____ PROVIDED TEXT
Demographics of Major Nonfiction Book Prizes: The Why Am I Not Surprised? Edition

 

Suppose you wanted to win a nonfiction book prize, not the attractive but obscure medal awarded by your local Rotary Club but something more illustrious. A Pulitzer, let’s say. And let’s also say you’ve already written a pretty good book, even a great one. What else might you do to improve your odds?

First, you could relocate to that stretch of the East Coast between Washington, D.C., and Boston, Massachusetts. If possible, you’ll hang your hat in one of the regional metropolises, extra points for New York City, likewise for landing a job at a prominent newspaper or magazine, though if your leanings are more academic, similar advantages can be gained by joining the faculty of an Ivy League college. After that, things get tricky. For example, it’ll help, a lot, if you’re a white American, though I suspect you need to be born that way. Similarly, if you have a superfluous X chromosome, you’ll want to exchange it for a Y, or at least display the expected phenotypic traits. These are not uncomplicated strategies, though neither is writing a great book.

This is the opening of Josh McCall’s excellent (and eye-opening, and outrage-confirming) essay “This Guy Is the Next Pulitzer Winner…And We Don’t Even Know His Name!”  McCall’s findings are hard to dispute, seeing as how they’re supported by statistics.  Isn’t it amazing what you can do with statistics?

Of course, prize juries do not pluck winners and finalists from the literary wilds simply because a writer happens to be white or male or occupy a rent-controlled walk-up in the East Village. And yet there is something about these characteristics that radically affect one’s odds of being plucked, at least for the awards we examined: the Pulitzer Prize for General Nonfiction, the National Book Award (NBA) for Nonfiction, and the National Book Critics Circle Award (NBCC) for General Nonfiction. […] What we found was grim, unsurprising and conclusive. For the past 20 years, more than three-quarters of Pulitzer Prize finalists and winners (the category is nonfiction throughout) called the East Coast home, 80 percent were male, 95 percent were white, and a whopping 57 percent scored the hat trick. In contrast, according to the most recent census, only 19 percent of Americans live in what we’re calling the East Coast region, just over half are female, and 64 percent self-identify as non-Hispanic white.
________
• _INSTRUCTIONS FOR THE TASK_
Pick up the piece on nonfiction book prize demographics right after its final sentence and keep writing it. The listing is unrelated to the piece on nonfiction book prize demographics.
____ PROVIDED INFORMATION
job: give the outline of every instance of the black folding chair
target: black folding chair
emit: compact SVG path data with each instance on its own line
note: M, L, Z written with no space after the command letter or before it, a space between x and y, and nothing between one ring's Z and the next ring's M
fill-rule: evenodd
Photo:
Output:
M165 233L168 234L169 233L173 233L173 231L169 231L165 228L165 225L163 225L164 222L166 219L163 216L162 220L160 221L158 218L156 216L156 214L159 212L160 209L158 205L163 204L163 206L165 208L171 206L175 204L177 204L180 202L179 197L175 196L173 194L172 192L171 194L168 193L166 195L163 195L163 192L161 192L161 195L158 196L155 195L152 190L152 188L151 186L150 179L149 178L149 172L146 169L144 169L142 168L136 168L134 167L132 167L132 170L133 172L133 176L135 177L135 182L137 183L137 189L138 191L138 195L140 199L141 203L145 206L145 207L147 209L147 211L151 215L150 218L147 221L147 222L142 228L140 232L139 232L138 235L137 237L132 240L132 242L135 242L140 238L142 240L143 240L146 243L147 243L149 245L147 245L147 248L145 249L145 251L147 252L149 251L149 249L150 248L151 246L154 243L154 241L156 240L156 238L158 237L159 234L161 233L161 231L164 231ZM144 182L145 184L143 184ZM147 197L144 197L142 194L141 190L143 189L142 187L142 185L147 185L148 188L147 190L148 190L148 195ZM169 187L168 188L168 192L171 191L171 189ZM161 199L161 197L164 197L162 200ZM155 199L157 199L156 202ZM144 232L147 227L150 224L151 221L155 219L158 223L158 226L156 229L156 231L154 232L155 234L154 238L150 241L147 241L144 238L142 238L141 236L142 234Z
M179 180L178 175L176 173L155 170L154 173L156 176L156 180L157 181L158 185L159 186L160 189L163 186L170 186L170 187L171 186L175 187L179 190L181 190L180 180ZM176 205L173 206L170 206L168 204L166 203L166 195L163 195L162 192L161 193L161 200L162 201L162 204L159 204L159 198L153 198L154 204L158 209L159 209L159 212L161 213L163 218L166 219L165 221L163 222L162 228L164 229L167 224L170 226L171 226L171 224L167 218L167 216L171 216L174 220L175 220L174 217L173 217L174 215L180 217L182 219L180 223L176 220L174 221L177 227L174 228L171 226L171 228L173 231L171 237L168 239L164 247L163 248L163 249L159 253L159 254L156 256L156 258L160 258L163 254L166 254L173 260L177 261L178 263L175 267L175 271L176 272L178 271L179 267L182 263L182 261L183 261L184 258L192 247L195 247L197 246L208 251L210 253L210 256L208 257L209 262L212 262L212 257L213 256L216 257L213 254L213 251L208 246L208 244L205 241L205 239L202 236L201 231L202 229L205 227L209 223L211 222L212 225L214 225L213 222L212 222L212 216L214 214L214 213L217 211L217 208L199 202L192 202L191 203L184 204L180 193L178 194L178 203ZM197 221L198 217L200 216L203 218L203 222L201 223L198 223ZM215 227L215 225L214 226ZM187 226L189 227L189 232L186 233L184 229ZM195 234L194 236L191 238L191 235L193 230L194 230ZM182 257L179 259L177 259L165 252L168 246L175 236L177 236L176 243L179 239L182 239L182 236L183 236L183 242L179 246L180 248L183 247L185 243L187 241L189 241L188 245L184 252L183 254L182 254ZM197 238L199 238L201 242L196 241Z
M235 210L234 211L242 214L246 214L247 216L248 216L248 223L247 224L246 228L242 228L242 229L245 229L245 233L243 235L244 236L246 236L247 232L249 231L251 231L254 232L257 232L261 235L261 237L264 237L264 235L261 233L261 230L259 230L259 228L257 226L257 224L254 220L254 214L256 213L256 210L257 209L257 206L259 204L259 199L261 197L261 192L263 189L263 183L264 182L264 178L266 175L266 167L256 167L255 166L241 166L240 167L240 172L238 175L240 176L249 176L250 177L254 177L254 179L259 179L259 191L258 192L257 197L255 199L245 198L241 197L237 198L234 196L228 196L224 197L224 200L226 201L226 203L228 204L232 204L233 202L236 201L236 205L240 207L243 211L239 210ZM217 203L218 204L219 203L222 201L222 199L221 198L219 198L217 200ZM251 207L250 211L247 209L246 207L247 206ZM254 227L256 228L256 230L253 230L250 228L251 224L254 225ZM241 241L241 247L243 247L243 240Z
________
• _RESPONSE FOR THIS EXERCISE_
Grim indeed.  I’ve always thought literary awards were a lot of trumped-up bullshit, but I also thought that was simply Writer Me grousing about the fact that I’ve Never Won a Literary Award.  Not even a little one.  I’ve long thought that the Literary Fairy suspiciously grants fame and accolades to the writers of New York City.  I mean, even in this article by Katie Roiphe , the best literary “outsider” Roiphe can think of is a woman with a white-sounding name (Carla Krauss) working in a coffee shop in Brooklyn.  It’s like Roiphe can’t imagine any writer in the world living outside of the greater New York area.  But according to McCall, the entire Northeast Corridor gives you a point in your favor.  Who’d a thunk it?

For me, this bit of the article is most damning:

On the other hand, the Pulitzer has never, not once, given its prize for general nonfiction to an African-American, and during the 20-year period we examined, it did not even name one as a finalist.

Holy crap, that’s depressing.  I know this has been said many times in a thousand different contexts, but come on, literary prize boards: it’s the year 2014.  Twenty years ago was 1994.  The Great PC Movement began in the 1990s.  I remember.  I was there.  So in all that time, while we college students and assorted young’uns were fretting over language and identity and what ought to be included in college lit syllabi, you couldn’t find ANY African-American nonfiction writers to elevate to fame and fortune?

This is the bait-and-switch game of cultural power.  When under-represented and/or oppressed voices in a society suddenly gain a little bit of a platform, debate starts raging about micro-issues, like terminology and college courses, so that the people in power can pay lip service to “diversity” while not actually changing their well-established practices.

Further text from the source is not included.